## [Texte]
★ ★ ★ ★ ★ ★ ★

Le fantasme irréalisable
Lundi 23 mars 2009En ce moment, ma vie c’est vraiment trop de la merde. Je suis à temps plein sur ce putain de mémoire, je suis à fond dans la théorie, du coup quand je vois des gens qui sont normaux, dans la vie active, la tête dans le guidon, je comprends pas ce qu’il se passe. Et surtout, en ce moment, faut pas me faire chier. Mais faut pas me faire chier ! Genre l’autre fois j’expliquais à un ancien collègue que j’avais lu une théorie qui disait que si les gamins avaient peur du monstre sous le lit, c’est parce qu’il y a quelques temps, on vivait dans les arbres et que le danger venait du coup de dessous. Un vieux truc archaïque quoi. Comme il est à fond sur la psychanalyse, il se permet de me lancer un petit « j’aime bien la psychologie de comptoir, comme ça on oublie que ce petit gamin il a une histoire, un vécu, avec sa mère et blablabla et blablabla ». Alors moi j’aime bien la psychanalyse. La psychanalyse c’est ce qui permet de te déculpabiliser de tout. C’est pas ma faute c’est ma mère. J’ai envie de pisser, la faute à maman. MERCI MAMAN !! Oui je caricature et alors ? Bon bref il m’a saoulé, du coup j’ai dit que chier sur trois millions d’années d’évolution pour ramener tout ça à une connasse qui a pas voulu lire une histoire à son gamin c’était pas du tout prétentieux et qu’au fond la psychanalyse c’était encore ce qu’il y avait de mieux pour oublier qu’on est un peu des animaux et qu’on fait caca. Même ta mère. C’est dire. Et je me suis tirée.
Ouais je suis trop une rebelle je sais.
Une autre fois sinon j’ai tonché la porte d’un pote parce qu’il avait une demi heure de retard. Alors je l’ai pas défoncée, c’est une grosse porte et je suis une fille qui a la particularité de pas avoir de force du tout. Du tout du tout. Mais je l’ai bien tonchée !
Bon bref, ça ira mieux quand ce putain de mémoire sera fini. Et donc, pour reprendre à la base là où je voulais en venir au début, le fantasme irréalisable, c’est parce que cette violence que j’expulse en ce moment, hé ben au moment où j’aurai le plus voulu l’exprimer, je n’ai pas pu…
Je m’explique.
Je fais mon mémoire sur les adolescents violents. Mais genre les ado violents quoi. Pas ceux qui pètent un plomb, ceux qui te disent « tu me fais chier je vais fuguer » non. Ceux qui viennent te voir à 10h du soir pour que tu leurs fasses à bouffer, à qui tu dis non et qui t’en collent une direct sans passer par la case négociation ou conflit. Les ados qui te collent un pain pour pouvoir se tirer avec la caisse. Les ados qui ont déjà un casier judiciaire long comme le bras et que ça fait marrer. Les ados qui se défoncent la gueule sous ton nez pas pour se confronter à l’autorité, juste pour se défoncer et oublier. Ces ados là, je les ai eu sur mon deuxième stage, quand je bossais avec des rémis sans famille. J’ai eu la joie de les croiser un an plus tard sur mon stage trois avec Clodo le clodo, aussi inadaptés qu’en foyers. En gros, ces mômes, une fois majeur, la protection de l’enfance s’arrête (logique) et ils passent directement dans les bas fonds de la société, ce qu’on appelle le bas seuil. Avec les plus exclus des exclus. Ils peuvent pas vivre au coeur de la société, ils ont pas compris comment ça marchait.

★ ★ ★ ★ ★ ★ ★

## [Lignes du listing]
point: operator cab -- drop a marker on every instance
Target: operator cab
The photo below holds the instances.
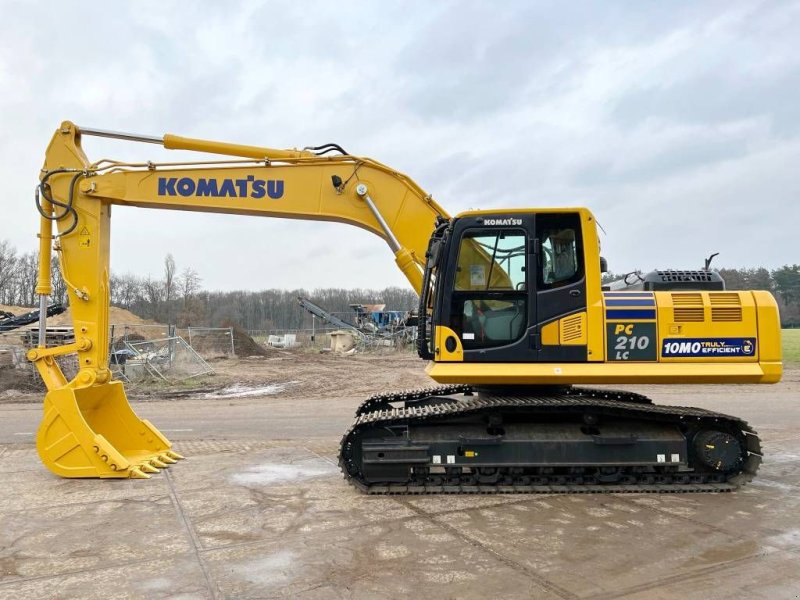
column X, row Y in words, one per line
column 501, row 277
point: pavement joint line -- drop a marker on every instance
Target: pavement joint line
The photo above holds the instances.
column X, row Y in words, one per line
column 514, row 565
column 191, row 534
column 301, row 534
column 97, row 569
column 688, row 576
column 322, row 457
column 155, row 497
column 717, row 528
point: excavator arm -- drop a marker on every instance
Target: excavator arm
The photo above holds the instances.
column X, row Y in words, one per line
column 89, row 429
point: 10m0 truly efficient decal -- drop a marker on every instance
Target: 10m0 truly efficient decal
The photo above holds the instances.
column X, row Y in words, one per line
column 705, row 347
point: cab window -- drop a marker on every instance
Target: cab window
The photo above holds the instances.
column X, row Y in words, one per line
column 561, row 258
column 491, row 261
column 490, row 298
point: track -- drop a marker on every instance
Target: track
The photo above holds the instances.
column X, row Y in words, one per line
column 438, row 405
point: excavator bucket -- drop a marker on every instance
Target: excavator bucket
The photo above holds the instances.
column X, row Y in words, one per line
column 93, row 432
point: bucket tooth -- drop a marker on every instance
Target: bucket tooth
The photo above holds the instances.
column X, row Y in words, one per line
column 137, row 473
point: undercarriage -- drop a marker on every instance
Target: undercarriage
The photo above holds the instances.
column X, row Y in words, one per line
column 465, row 439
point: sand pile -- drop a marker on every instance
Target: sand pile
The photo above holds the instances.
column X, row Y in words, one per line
column 244, row 345
column 17, row 310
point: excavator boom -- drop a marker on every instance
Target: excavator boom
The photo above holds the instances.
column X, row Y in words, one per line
column 89, row 428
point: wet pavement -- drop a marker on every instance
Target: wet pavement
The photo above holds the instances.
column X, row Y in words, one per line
column 260, row 520
column 270, row 517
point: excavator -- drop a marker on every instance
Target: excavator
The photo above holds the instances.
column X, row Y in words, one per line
column 513, row 320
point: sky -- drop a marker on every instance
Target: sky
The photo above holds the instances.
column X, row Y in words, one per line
column 676, row 123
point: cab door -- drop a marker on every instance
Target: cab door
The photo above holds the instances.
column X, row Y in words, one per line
column 486, row 294
column 560, row 288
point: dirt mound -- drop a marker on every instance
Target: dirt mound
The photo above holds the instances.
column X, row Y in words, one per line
column 16, row 310
column 244, row 345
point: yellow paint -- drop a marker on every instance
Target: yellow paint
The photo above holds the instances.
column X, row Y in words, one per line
column 89, row 428
column 550, row 334
column 572, row 330
column 614, row 372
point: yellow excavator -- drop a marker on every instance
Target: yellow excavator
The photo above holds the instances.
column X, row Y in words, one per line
column 513, row 319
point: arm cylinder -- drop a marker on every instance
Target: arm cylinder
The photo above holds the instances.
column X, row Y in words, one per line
column 176, row 142
column 43, row 285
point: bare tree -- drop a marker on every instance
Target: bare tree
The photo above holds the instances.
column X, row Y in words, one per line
column 169, row 278
column 189, row 284
column 27, row 274
column 8, row 265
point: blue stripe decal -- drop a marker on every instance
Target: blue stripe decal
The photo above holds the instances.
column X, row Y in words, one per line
column 625, row 315
column 629, row 294
column 630, row 302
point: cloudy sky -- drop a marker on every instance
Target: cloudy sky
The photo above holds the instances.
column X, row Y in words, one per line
column 677, row 123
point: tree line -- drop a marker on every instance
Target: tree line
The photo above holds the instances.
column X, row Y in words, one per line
column 177, row 296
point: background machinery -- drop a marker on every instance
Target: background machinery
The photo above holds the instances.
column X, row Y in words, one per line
column 512, row 319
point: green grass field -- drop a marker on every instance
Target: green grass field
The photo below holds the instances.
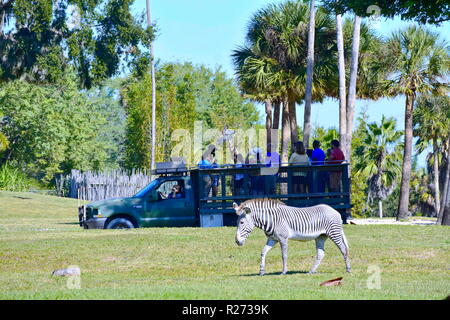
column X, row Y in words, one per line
column 39, row 234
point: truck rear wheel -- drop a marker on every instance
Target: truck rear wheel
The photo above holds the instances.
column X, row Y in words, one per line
column 119, row 223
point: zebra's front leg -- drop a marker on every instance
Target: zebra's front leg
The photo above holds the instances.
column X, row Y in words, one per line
column 269, row 245
column 320, row 247
column 284, row 249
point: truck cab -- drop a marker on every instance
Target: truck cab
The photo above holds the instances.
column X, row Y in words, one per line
column 167, row 201
column 184, row 198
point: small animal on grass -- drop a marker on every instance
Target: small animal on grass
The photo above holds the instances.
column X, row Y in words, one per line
column 281, row 222
column 70, row 271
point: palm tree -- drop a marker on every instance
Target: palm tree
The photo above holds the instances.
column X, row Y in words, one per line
column 309, row 75
column 3, row 140
column 152, row 163
column 416, row 62
column 342, row 94
column 379, row 159
column 273, row 60
column 351, row 99
column 431, row 125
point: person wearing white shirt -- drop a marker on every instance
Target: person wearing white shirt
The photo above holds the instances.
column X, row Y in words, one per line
column 299, row 157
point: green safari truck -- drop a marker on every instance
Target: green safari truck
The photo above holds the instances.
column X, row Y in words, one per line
column 198, row 205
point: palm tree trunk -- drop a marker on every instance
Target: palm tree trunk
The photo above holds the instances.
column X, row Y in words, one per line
column 293, row 119
column 445, row 201
column 268, row 121
column 276, row 115
column 342, row 87
column 286, row 132
column 436, row 177
column 152, row 164
column 309, row 75
column 351, row 100
column 406, row 168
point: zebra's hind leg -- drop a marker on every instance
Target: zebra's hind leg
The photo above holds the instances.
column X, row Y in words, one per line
column 269, row 245
column 284, row 249
column 341, row 243
column 320, row 248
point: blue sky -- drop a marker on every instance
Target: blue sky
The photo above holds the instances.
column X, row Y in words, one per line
column 206, row 32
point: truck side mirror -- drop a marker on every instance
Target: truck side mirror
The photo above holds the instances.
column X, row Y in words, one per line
column 153, row 196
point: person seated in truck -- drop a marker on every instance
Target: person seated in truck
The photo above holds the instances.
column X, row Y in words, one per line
column 299, row 157
column 205, row 164
column 318, row 159
column 239, row 177
column 176, row 192
column 336, row 157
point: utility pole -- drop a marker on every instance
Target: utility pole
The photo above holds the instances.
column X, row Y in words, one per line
column 149, row 23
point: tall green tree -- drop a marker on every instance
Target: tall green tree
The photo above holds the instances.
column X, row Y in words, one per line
column 46, row 126
column 416, row 61
column 40, row 39
column 422, row 11
column 272, row 62
column 379, row 159
column 185, row 93
column 432, row 126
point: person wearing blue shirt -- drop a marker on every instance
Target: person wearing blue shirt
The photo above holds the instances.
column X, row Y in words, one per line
column 318, row 159
column 273, row 159
column 205, row 164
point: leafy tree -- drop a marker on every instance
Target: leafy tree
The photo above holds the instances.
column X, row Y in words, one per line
column 432, row 126
column 415, row 61
column 379, row 158
column 51, row 129
column 3, row 140
column 40, row 39
column 272, row 63
column 423, row 11
column 185, row 93
column 104, row 100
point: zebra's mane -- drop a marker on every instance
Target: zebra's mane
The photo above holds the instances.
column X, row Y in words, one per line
column 262, row 200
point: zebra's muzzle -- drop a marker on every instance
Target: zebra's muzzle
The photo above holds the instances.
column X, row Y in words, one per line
column 240, row 242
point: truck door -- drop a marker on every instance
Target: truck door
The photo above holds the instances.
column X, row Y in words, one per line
column 171, row 205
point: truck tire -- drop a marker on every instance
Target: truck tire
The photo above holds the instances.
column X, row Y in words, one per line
column 119, row 223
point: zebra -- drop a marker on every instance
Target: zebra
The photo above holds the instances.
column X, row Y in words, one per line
column 281, row 222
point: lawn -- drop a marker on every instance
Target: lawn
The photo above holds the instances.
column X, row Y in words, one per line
column 39, row 234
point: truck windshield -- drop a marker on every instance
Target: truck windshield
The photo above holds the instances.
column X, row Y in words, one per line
column 147, row 188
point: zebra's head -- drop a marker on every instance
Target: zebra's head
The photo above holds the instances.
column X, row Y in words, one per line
column 245, row 224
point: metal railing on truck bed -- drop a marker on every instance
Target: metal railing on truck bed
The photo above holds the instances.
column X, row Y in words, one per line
column 219, row 187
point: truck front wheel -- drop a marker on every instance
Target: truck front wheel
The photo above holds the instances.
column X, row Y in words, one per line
column 119, row 223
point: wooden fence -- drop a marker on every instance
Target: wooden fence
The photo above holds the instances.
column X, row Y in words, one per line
column 93, row 186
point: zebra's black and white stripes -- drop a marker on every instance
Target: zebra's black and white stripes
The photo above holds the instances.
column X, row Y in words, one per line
column 281, row 222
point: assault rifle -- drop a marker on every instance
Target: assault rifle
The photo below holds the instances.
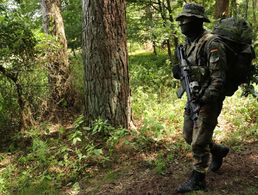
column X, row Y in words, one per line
column 191, row 88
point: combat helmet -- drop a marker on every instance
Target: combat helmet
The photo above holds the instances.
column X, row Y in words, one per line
column 193, row 10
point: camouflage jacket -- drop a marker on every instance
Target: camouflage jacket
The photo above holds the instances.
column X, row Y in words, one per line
column 207, row 59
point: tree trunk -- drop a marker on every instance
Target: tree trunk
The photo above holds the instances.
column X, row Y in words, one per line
column 107, row 93
column 221, row 8
column 59, row 68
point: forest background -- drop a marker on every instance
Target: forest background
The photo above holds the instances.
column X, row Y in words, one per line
column 48, row 145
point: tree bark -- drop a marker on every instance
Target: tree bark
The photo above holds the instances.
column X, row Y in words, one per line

★ ★ ★ ★ ★ ★ ★

## [But de l'exercice]
Recopiez mot pour mot le passage du texte qui commence à « Une autre fois » et se termine à « bien tonchée ! ».

## [Le résultat]
Une autre fois sinon j’ai tonché la porte d’un pote parce qu’il avait une demi heure de retard. Alors je l’ai pas défoncée, c’est une grosse porte et je suis une fille qui a la particularité de pas avoir de force du tout. Du tout du tout. Mais je l’ai bien tonchée !